* Instructions for the task *
Please report how many lines of the records below contain the word "person", giving only the number.

* Extracted information *
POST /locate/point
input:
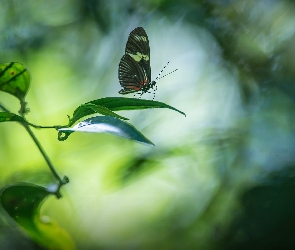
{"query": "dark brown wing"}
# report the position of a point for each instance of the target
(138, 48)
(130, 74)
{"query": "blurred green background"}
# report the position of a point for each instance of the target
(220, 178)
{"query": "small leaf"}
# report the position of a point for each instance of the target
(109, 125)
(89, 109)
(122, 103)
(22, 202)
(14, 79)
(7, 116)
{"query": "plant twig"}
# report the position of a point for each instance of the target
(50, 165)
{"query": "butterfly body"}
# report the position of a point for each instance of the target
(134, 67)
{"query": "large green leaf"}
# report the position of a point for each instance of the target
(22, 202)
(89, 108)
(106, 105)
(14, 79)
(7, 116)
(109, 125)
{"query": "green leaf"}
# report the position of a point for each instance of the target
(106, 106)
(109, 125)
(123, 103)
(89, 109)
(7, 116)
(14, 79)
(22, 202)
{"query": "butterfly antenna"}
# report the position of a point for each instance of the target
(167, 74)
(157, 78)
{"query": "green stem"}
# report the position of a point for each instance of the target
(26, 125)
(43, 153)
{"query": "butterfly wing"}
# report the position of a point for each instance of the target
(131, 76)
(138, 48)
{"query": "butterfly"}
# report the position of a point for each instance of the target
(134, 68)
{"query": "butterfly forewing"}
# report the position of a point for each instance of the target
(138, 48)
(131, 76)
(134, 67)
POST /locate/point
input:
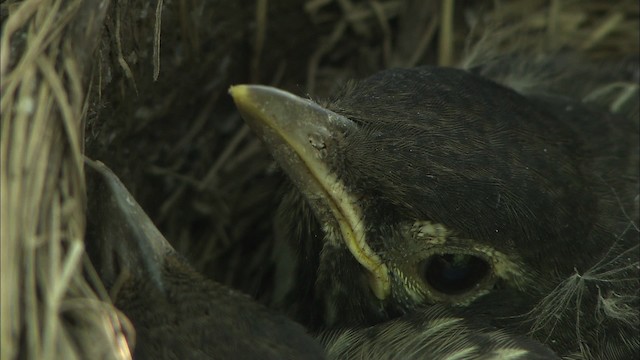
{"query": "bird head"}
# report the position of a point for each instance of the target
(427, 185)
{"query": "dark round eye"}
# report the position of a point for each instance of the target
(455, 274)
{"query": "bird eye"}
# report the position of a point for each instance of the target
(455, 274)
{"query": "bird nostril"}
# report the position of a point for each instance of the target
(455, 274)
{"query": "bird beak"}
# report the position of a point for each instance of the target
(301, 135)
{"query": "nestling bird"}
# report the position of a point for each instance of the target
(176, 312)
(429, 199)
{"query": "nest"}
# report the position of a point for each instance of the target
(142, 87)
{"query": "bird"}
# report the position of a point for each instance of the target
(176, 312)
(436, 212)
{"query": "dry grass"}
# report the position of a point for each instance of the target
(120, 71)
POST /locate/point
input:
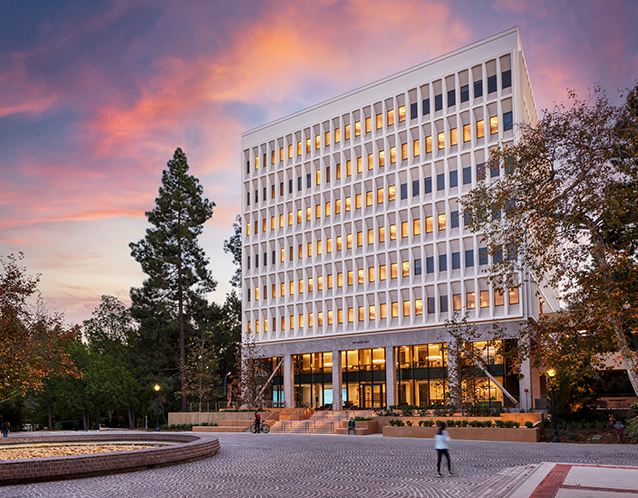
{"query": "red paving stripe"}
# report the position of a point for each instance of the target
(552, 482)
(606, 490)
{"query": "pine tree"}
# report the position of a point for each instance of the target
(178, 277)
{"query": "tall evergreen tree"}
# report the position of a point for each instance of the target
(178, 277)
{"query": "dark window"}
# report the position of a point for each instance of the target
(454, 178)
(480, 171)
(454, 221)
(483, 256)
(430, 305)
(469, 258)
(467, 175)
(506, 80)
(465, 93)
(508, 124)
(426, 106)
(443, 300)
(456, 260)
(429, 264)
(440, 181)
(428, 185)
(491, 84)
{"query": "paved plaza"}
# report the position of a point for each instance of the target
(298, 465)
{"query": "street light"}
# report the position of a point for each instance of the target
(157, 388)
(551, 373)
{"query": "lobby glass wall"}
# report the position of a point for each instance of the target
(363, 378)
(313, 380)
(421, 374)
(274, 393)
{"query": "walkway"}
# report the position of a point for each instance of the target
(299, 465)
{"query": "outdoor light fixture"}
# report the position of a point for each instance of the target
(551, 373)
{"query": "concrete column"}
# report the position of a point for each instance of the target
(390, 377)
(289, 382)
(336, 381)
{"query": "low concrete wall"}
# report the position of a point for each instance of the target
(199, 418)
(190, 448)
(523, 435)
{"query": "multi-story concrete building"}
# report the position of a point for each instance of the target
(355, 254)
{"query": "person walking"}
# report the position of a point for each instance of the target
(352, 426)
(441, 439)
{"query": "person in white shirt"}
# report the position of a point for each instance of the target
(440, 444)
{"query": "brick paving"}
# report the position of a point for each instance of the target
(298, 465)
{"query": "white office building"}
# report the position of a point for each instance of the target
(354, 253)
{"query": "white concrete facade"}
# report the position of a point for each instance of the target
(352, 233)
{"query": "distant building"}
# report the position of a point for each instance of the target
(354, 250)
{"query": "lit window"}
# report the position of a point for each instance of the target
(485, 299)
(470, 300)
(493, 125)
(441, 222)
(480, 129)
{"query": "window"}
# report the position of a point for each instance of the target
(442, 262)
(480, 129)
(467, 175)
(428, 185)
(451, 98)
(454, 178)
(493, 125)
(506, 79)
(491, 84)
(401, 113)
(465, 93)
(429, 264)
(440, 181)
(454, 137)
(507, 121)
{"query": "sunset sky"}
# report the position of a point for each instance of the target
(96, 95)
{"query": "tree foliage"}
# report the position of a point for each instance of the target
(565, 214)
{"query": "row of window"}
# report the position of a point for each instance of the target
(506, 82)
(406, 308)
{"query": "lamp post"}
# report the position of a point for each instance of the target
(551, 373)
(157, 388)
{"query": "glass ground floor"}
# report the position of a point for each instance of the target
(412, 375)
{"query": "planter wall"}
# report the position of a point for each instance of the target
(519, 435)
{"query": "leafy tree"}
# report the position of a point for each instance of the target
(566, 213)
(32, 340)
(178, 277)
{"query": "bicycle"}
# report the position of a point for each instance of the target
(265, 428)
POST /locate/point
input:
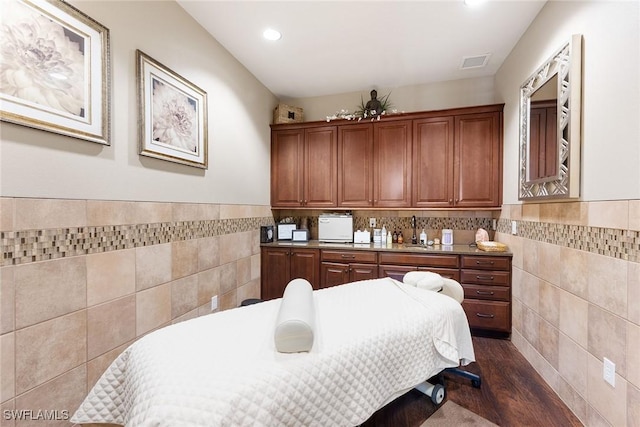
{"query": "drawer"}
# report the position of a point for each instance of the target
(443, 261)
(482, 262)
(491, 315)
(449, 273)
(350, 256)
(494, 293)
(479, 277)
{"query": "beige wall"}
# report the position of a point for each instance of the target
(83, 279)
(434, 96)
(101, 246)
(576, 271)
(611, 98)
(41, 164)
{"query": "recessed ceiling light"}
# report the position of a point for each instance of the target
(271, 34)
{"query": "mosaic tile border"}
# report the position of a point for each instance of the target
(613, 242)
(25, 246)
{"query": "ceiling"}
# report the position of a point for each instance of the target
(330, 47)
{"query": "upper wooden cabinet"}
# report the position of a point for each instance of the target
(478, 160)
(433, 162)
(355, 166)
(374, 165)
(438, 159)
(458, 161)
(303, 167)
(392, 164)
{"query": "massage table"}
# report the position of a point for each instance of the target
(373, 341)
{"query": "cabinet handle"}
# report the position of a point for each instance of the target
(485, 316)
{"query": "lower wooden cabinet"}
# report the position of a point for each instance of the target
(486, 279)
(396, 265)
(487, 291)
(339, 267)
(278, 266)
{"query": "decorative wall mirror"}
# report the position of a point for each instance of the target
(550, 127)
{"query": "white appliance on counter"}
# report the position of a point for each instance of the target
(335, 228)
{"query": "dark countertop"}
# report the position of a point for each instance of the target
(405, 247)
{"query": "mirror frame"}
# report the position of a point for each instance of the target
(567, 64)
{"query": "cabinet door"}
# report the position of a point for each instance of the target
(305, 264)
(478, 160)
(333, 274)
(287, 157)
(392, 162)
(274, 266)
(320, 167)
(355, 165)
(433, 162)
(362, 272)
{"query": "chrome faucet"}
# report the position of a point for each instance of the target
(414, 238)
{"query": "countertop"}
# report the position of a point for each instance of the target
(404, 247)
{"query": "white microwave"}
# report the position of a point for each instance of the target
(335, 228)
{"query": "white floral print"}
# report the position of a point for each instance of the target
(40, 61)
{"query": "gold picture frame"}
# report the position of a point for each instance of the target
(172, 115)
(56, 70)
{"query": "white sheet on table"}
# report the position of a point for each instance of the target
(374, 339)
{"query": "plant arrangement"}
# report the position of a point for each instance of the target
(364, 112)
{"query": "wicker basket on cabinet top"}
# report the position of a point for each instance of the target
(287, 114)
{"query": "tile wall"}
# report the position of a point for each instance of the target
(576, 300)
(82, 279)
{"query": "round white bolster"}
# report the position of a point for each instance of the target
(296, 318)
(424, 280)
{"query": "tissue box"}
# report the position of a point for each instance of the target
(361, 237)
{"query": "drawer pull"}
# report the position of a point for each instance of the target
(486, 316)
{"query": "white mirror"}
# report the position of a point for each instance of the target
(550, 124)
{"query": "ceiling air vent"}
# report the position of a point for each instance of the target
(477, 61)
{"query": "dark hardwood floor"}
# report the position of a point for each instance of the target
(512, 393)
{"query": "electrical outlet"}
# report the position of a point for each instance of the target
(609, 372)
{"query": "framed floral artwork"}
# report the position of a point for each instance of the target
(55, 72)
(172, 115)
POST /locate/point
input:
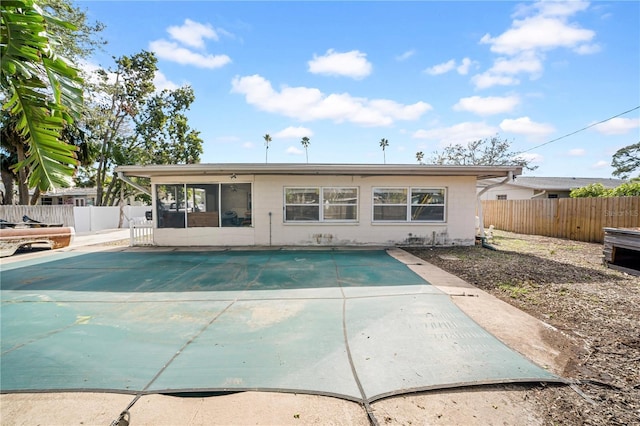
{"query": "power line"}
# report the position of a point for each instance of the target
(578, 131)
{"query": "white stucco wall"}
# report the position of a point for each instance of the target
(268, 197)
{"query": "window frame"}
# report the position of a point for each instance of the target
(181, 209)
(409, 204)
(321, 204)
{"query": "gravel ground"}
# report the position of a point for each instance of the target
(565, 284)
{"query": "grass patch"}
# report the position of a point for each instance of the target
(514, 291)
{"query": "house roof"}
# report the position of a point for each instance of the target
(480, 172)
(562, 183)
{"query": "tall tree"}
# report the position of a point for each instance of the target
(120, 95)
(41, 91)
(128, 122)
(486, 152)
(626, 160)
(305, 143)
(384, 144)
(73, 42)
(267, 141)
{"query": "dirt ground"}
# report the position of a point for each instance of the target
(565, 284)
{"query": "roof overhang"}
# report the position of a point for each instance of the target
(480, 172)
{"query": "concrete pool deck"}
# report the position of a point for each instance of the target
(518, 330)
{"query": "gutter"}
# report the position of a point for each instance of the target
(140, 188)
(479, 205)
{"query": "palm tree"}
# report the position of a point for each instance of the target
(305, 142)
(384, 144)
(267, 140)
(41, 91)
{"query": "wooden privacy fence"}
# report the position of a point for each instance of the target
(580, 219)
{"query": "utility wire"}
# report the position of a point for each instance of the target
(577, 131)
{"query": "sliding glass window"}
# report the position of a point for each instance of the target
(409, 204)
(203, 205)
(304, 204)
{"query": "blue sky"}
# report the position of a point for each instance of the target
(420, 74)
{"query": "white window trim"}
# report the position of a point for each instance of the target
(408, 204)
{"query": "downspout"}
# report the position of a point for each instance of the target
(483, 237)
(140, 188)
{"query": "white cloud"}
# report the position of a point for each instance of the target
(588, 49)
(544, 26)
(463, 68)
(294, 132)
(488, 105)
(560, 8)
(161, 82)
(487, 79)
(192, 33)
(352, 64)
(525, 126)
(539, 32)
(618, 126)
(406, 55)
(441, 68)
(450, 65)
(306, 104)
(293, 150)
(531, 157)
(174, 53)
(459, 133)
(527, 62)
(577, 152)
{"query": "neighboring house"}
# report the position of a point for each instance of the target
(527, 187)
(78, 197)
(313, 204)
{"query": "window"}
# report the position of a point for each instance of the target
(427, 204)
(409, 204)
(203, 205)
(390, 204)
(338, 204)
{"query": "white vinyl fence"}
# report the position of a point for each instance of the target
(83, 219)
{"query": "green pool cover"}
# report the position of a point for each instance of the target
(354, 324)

* Expected answer *
2